Extracto de página:
Pestañas

3 Domingo de Tiempo Ordinario – Año C


Tu palabra: Alegría de mi corazón, luz para mis pasos
Fernando Armellini

Introducción

El Dios de Israel “lo dijo y existió” (Sal 33,9). Los ídolos Tienen boca, pero no hablan” (sal 115,5). Por esto son incapaces de socorrer, de proteger, de realizar prodigios.
           Las palabras del hombre pueden ser “discursos vacíos” (Job 16,3), la de Dios es, por el contrario, “viva y eficaz” (Heb 4,12). Es como la lluvia y la nieve que descienden del cielo y no regresan sin haber regado la tierra, sin haberla fecundado y hecho germinar (cf. Is 55,10).
           No actúa de modo mágico, sin embargo, está dotada de una energía irresistible y, cuando cae en un terreno fértil, cuando viene escuchada con fe, produce efectos extraordinarios: “¡Dichosos los que escuchan la Palabra de Dios y la cumplen!” (Lc 11,28).
          El lugar privilegiado para esta escucha es el encuentro comunitario.

 
           En “el día del Señor”, el Resucitado dirige su palabra a la comunidad reunida. El cristiano que no siente la necesidad interior de unirse a los hermanos para escuchar con ellos la voz de Maestro, puede estar seguro de que algo no funciona en su relación con Cristo.

Datos proporcionados:

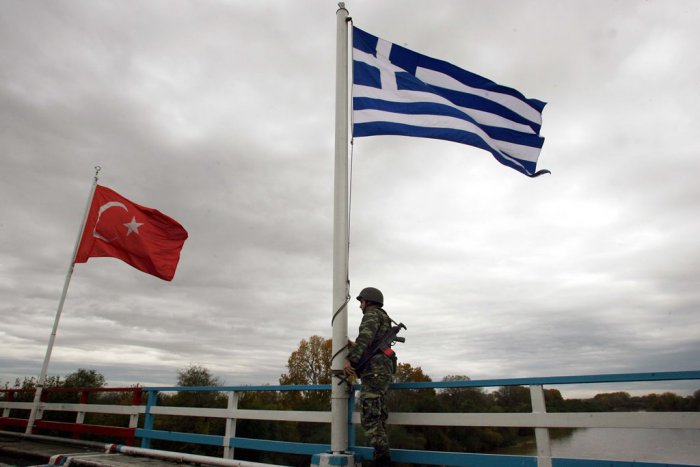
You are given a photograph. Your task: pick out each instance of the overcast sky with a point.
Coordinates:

==

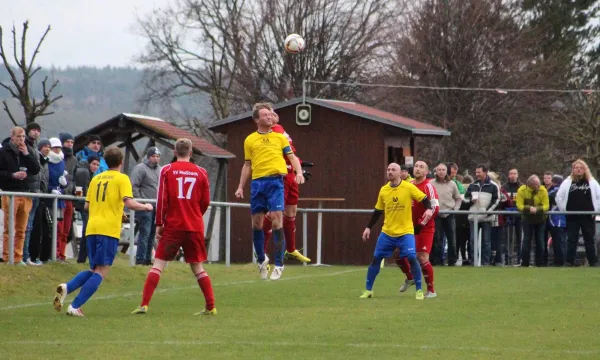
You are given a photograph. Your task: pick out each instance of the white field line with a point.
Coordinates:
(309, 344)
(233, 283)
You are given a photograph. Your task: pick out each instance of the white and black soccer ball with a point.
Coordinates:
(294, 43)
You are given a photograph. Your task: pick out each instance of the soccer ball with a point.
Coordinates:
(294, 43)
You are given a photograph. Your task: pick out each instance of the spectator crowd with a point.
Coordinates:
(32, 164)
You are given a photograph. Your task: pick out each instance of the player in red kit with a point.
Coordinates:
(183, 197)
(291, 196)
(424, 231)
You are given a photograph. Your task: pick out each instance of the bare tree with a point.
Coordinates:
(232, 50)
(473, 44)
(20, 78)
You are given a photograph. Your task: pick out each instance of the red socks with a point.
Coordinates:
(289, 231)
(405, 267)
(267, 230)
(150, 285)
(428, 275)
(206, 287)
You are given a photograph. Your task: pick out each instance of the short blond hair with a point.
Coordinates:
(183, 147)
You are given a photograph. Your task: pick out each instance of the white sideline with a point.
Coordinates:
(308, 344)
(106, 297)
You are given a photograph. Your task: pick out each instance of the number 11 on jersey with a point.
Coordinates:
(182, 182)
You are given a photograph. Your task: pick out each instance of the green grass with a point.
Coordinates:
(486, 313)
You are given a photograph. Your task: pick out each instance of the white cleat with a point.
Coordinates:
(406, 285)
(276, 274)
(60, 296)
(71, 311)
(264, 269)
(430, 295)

* * *

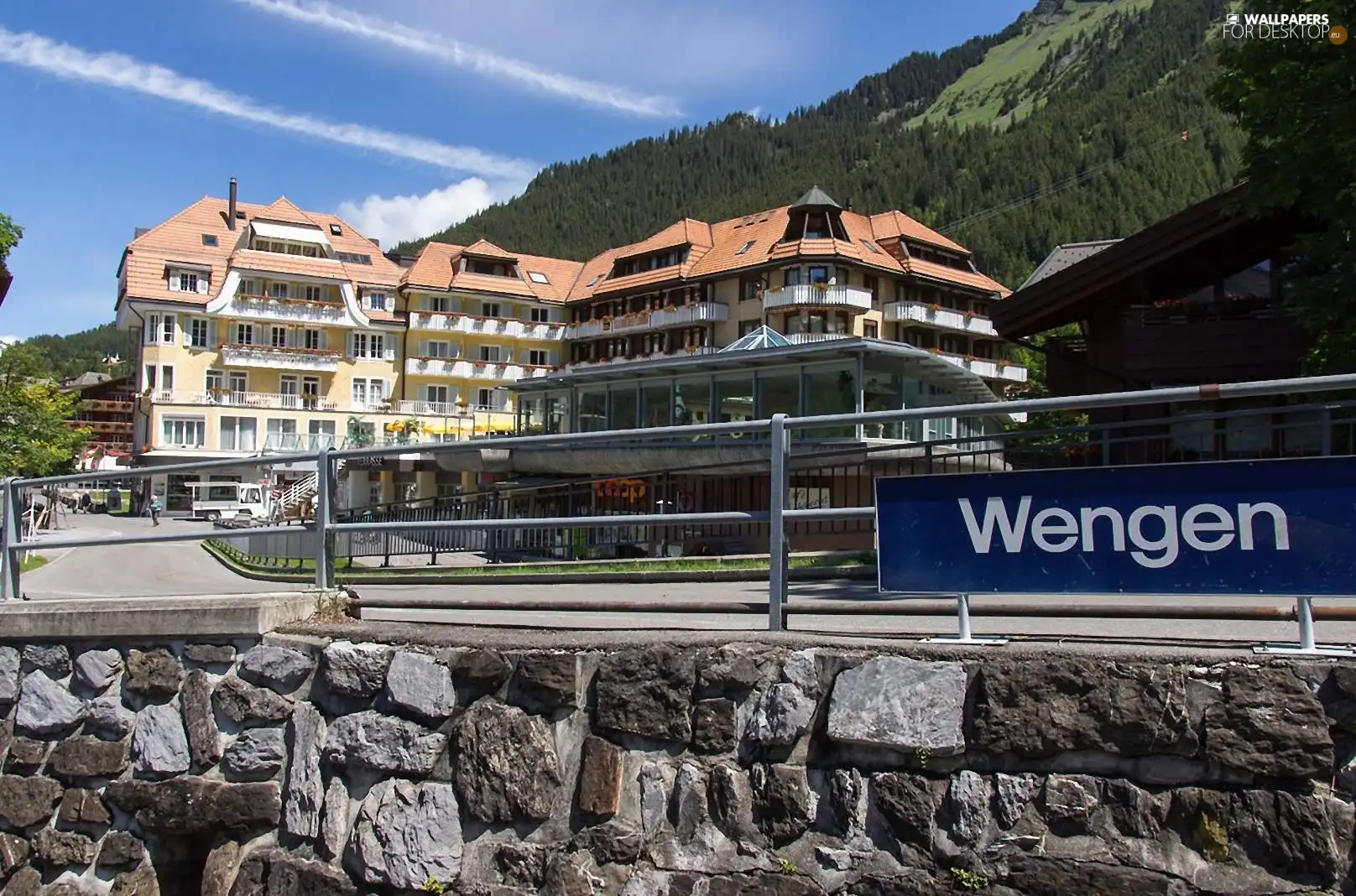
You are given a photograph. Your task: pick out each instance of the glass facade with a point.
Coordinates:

Problema breve:
Según el extracto de página, ¿cuál es el lugar privilegiado para escuchar la Palabra de Dios?

Resultado obtenido:
El encuentro comunitario.